Referring expression pointing data:
····················

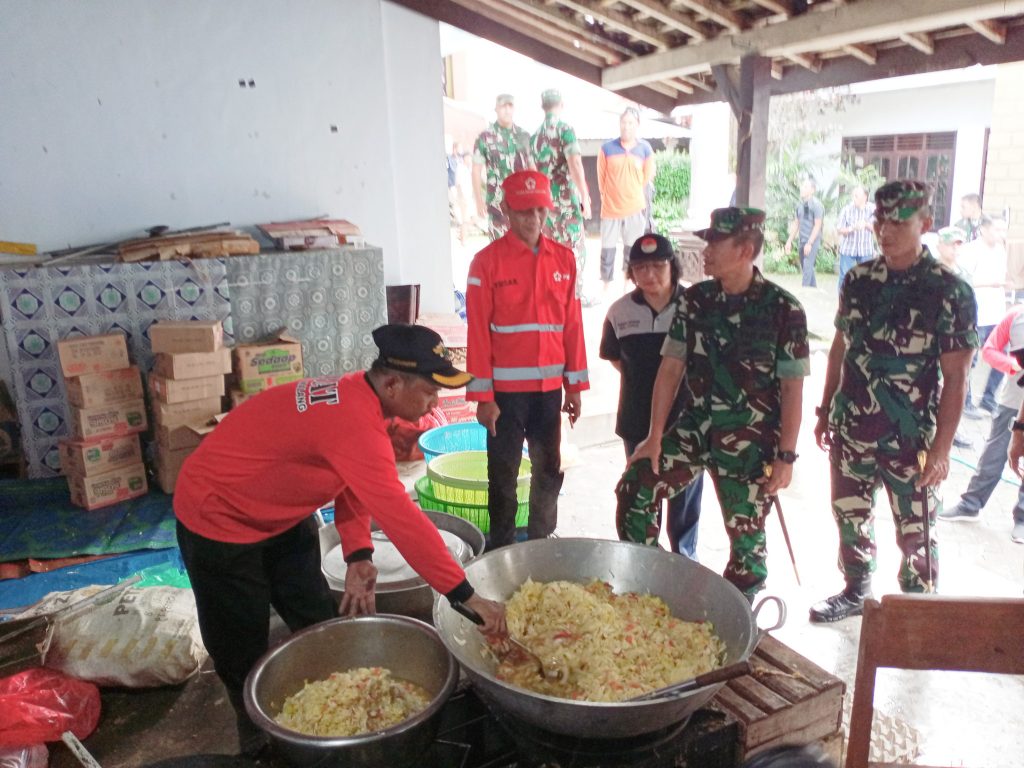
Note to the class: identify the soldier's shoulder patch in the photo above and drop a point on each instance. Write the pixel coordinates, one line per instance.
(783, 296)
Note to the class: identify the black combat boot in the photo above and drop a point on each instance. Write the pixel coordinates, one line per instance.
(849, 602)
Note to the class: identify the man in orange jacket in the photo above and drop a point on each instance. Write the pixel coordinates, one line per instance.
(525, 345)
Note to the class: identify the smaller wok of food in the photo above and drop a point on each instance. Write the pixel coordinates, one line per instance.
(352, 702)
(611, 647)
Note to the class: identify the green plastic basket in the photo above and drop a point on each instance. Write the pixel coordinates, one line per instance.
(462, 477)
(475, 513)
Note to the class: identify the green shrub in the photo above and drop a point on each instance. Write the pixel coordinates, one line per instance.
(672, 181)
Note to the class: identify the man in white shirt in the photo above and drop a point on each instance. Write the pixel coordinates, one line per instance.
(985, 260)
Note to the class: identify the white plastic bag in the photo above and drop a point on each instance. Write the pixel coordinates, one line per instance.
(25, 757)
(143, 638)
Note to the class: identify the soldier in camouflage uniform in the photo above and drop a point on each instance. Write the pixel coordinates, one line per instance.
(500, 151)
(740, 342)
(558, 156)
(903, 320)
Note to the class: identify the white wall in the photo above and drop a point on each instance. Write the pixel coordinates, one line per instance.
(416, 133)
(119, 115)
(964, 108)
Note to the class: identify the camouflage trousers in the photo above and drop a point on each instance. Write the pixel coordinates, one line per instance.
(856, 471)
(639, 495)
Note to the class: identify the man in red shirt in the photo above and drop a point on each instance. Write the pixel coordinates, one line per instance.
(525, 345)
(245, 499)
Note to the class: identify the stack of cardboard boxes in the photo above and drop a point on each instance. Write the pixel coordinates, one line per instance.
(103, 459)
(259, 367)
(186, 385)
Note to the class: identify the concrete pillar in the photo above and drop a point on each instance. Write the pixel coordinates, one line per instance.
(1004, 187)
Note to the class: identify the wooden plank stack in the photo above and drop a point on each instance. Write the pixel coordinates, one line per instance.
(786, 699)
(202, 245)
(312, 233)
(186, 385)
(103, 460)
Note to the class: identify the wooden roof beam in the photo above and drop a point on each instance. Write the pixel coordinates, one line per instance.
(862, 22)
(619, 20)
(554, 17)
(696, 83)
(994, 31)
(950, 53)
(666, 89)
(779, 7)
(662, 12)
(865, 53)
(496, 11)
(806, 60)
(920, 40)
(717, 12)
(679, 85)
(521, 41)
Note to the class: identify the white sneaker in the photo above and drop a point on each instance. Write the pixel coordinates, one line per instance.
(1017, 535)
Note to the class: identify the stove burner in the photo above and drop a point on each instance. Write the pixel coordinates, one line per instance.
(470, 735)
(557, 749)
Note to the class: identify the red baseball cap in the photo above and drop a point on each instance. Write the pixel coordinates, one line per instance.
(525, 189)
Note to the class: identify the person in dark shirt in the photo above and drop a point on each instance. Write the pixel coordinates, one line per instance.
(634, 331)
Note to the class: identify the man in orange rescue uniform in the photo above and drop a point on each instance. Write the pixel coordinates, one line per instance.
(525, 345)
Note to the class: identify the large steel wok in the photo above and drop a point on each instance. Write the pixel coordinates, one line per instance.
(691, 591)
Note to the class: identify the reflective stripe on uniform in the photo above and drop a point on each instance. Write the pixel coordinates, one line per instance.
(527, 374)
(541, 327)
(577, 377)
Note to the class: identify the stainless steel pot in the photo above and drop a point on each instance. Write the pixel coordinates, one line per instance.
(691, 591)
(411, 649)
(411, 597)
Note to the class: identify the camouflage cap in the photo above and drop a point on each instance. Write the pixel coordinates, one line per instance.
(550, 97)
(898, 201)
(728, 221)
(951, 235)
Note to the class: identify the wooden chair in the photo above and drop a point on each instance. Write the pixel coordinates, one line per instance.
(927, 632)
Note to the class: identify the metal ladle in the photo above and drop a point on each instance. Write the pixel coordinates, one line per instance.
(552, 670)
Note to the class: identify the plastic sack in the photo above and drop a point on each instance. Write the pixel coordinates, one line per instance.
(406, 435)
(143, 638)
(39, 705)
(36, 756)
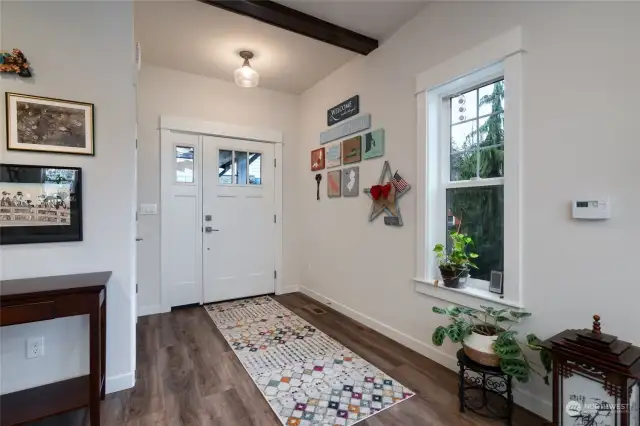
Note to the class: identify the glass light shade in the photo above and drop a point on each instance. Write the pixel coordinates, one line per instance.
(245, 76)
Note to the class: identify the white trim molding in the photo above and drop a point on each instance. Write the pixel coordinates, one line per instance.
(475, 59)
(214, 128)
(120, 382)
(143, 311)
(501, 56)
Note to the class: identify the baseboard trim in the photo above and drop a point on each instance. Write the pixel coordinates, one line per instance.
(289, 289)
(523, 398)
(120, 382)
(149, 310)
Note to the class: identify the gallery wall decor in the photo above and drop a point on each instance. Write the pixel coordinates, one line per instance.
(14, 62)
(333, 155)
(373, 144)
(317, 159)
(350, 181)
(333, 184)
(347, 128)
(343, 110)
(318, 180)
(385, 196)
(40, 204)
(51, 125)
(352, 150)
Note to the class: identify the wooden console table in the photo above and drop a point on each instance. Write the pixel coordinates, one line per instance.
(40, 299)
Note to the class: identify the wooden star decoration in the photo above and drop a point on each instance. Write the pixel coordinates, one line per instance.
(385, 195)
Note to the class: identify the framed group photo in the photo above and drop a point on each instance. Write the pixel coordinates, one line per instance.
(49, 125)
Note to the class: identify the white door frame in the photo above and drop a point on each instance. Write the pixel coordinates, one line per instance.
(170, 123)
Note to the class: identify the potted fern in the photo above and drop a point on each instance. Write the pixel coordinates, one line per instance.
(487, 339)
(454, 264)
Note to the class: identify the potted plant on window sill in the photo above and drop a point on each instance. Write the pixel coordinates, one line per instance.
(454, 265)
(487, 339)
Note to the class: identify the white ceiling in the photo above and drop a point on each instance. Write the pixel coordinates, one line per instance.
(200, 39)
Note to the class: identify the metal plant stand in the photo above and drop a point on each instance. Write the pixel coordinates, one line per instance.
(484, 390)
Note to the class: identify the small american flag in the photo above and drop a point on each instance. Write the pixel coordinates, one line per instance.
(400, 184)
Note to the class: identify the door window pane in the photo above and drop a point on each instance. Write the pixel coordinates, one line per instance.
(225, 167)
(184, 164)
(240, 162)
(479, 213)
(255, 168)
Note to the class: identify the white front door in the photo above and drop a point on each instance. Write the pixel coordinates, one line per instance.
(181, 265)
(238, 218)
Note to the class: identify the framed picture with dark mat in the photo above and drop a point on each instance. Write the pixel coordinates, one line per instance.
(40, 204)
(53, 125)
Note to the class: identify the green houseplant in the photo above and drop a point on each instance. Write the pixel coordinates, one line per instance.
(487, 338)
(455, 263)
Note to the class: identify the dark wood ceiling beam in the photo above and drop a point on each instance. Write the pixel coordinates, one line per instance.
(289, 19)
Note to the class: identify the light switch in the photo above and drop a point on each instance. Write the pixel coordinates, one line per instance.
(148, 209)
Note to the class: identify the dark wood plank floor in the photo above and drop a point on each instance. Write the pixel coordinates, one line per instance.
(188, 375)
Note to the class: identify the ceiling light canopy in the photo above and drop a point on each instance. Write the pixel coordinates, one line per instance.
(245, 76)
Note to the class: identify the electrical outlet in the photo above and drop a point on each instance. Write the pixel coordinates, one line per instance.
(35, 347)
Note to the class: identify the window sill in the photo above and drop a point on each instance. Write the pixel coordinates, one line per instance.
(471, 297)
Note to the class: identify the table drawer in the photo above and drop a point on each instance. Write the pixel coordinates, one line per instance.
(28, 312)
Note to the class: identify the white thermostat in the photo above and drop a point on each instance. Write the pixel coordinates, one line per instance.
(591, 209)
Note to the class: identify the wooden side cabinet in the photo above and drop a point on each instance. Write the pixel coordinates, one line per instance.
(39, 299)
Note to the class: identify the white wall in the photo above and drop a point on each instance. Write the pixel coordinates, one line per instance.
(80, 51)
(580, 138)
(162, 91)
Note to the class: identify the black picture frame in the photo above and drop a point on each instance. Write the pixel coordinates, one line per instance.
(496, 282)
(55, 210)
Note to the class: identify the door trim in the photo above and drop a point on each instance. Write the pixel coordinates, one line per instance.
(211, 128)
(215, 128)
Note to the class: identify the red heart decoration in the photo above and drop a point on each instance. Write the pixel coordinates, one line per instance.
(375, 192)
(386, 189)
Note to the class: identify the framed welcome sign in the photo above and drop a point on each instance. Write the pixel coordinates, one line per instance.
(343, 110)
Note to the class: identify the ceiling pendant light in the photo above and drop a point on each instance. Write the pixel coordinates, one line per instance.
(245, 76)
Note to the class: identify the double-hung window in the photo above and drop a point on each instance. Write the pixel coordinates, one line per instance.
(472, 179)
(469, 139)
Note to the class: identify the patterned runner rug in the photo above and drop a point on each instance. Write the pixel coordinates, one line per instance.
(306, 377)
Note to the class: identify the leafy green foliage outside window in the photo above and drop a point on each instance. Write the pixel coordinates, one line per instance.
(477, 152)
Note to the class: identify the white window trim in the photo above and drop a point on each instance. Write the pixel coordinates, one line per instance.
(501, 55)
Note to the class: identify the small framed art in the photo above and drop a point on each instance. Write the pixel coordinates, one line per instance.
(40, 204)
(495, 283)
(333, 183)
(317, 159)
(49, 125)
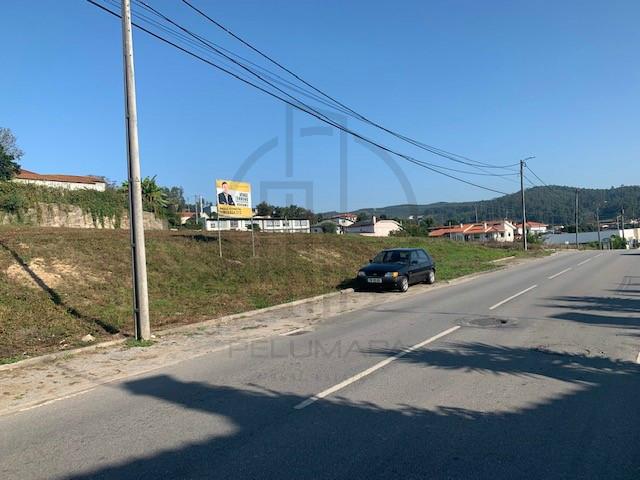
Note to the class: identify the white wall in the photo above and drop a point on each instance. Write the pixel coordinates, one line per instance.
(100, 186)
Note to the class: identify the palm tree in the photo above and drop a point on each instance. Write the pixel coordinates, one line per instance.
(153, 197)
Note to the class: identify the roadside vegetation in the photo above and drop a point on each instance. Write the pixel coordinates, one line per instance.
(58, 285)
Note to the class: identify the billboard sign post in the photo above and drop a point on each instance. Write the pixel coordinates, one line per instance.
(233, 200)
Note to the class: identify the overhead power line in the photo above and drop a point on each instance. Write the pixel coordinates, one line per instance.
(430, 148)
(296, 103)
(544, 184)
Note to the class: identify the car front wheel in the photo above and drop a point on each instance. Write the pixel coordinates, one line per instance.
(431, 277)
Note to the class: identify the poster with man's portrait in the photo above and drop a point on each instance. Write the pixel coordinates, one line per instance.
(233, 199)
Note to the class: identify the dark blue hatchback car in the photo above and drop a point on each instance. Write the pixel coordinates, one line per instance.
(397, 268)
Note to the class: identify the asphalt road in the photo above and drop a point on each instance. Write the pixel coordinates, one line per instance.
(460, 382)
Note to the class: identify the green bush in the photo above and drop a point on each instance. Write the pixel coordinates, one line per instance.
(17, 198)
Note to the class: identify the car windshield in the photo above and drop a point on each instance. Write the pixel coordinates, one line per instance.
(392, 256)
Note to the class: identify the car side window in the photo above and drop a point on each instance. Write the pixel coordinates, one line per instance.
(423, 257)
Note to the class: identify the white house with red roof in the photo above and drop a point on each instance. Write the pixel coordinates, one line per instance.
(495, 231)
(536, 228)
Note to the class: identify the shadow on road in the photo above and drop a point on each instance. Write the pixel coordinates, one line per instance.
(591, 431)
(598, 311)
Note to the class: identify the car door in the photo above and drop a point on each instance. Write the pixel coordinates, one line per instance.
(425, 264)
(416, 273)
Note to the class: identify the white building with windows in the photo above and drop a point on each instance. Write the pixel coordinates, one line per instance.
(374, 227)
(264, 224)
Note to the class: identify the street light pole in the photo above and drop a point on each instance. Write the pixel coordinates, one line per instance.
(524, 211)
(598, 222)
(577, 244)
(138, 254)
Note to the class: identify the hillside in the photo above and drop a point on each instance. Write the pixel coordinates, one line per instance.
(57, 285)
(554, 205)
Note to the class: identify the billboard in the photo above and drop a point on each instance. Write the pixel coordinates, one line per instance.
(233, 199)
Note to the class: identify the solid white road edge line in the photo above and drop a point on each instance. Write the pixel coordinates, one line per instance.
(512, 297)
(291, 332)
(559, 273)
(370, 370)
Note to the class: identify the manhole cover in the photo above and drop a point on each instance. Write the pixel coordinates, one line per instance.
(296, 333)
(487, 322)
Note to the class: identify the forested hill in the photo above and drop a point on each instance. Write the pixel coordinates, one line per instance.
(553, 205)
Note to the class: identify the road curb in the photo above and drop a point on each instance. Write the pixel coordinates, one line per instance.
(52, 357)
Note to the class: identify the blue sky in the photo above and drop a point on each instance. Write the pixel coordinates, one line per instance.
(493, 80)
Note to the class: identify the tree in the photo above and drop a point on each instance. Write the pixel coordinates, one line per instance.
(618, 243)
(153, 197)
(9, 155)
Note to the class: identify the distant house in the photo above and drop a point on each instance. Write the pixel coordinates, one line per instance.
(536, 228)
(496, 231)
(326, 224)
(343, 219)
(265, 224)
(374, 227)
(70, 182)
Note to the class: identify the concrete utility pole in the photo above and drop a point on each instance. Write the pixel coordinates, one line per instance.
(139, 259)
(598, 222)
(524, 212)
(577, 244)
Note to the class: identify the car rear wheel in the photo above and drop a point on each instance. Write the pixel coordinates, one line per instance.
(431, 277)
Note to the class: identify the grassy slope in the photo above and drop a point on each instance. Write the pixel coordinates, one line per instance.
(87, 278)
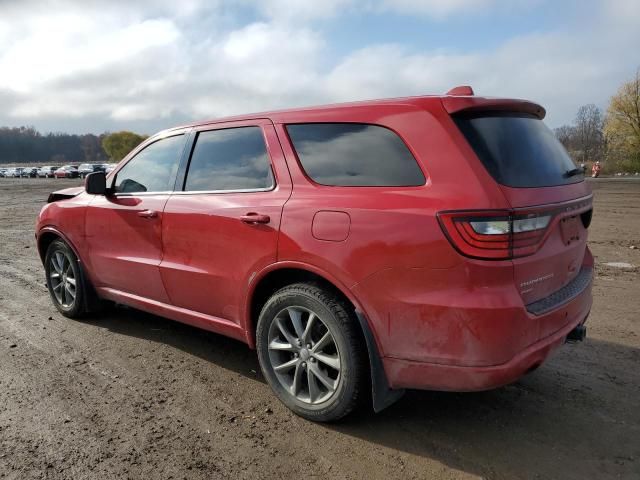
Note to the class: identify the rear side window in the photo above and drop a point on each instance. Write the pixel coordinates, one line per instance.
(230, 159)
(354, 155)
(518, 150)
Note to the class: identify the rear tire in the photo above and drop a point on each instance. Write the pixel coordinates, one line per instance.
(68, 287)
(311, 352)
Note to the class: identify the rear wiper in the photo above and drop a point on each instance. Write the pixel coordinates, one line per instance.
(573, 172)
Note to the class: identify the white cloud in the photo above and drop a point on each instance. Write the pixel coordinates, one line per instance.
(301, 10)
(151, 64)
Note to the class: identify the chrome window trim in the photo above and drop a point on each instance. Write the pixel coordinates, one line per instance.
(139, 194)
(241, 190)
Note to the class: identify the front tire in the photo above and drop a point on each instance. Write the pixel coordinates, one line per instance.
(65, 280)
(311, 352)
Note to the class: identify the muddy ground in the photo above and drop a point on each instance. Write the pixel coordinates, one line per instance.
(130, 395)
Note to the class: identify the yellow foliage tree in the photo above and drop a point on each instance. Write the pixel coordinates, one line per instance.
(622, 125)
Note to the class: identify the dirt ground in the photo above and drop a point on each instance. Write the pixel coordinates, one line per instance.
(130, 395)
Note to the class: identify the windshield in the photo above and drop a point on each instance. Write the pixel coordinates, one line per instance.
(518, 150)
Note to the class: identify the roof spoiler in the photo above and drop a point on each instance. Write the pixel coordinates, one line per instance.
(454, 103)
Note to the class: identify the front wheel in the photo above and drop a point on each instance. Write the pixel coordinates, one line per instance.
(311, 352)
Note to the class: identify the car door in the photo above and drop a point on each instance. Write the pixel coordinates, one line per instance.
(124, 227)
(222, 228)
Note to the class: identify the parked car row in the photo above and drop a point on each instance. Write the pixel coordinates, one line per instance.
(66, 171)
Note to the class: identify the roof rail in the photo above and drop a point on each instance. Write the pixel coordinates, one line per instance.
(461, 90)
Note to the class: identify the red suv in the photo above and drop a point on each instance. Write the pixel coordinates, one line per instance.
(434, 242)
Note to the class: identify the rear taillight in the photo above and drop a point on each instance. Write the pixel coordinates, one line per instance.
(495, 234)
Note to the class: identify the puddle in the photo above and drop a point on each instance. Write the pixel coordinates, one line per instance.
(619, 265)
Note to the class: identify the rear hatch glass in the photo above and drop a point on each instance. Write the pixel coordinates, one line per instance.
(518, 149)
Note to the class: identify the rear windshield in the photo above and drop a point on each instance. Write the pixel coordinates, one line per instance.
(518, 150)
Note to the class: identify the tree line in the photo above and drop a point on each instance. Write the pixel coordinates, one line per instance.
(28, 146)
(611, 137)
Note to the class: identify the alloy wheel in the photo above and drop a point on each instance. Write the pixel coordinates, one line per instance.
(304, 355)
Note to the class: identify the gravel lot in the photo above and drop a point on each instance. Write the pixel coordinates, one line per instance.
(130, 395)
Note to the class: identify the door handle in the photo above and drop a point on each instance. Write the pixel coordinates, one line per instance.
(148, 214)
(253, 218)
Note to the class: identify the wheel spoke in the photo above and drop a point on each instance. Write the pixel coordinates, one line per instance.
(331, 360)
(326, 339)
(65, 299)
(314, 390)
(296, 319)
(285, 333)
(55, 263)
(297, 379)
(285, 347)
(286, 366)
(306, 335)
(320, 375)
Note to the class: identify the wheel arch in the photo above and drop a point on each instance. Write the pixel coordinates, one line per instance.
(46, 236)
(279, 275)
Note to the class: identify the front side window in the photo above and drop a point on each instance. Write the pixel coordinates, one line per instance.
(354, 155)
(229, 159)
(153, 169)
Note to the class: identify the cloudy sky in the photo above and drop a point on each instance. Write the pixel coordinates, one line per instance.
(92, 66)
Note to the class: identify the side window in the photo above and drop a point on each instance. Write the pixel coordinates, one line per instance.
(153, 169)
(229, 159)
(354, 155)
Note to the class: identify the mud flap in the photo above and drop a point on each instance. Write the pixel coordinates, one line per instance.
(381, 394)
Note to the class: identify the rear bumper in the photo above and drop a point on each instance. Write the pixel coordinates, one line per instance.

····················

§ **Task directions**
Repeat the line containing "Note to the class: identify the front side" and all subsequent lines through the final line of the data, exactly and with no others.

§ **Solved exercise**
Note to the class: identify the front side window in the photo above and drop a point on each instance. Write the pixel coordinates, one line per instance.
(354, 155)
(229, 159)
(153, 169)
Note to the class: identify the cloudy sky in the photo above and drop a point on each instance. Write the pixel coordinates, one line per instance.
(92, 66)
Note to the class: identify the side window in the photo above and drop a point on each instance. Write the pixel coordinates, one line per instance.
(153, 169)
(229, 159)
(354, 155)
Note to the class: identify the mud flap in the photo above and drop a point on each instance. Write the pixel coordinates, one line per instance.
(381, 394)
Note to the class: identify the rear bumper in the photo above and drop a point on each instance. Write the pixel coordinates, one line per instance.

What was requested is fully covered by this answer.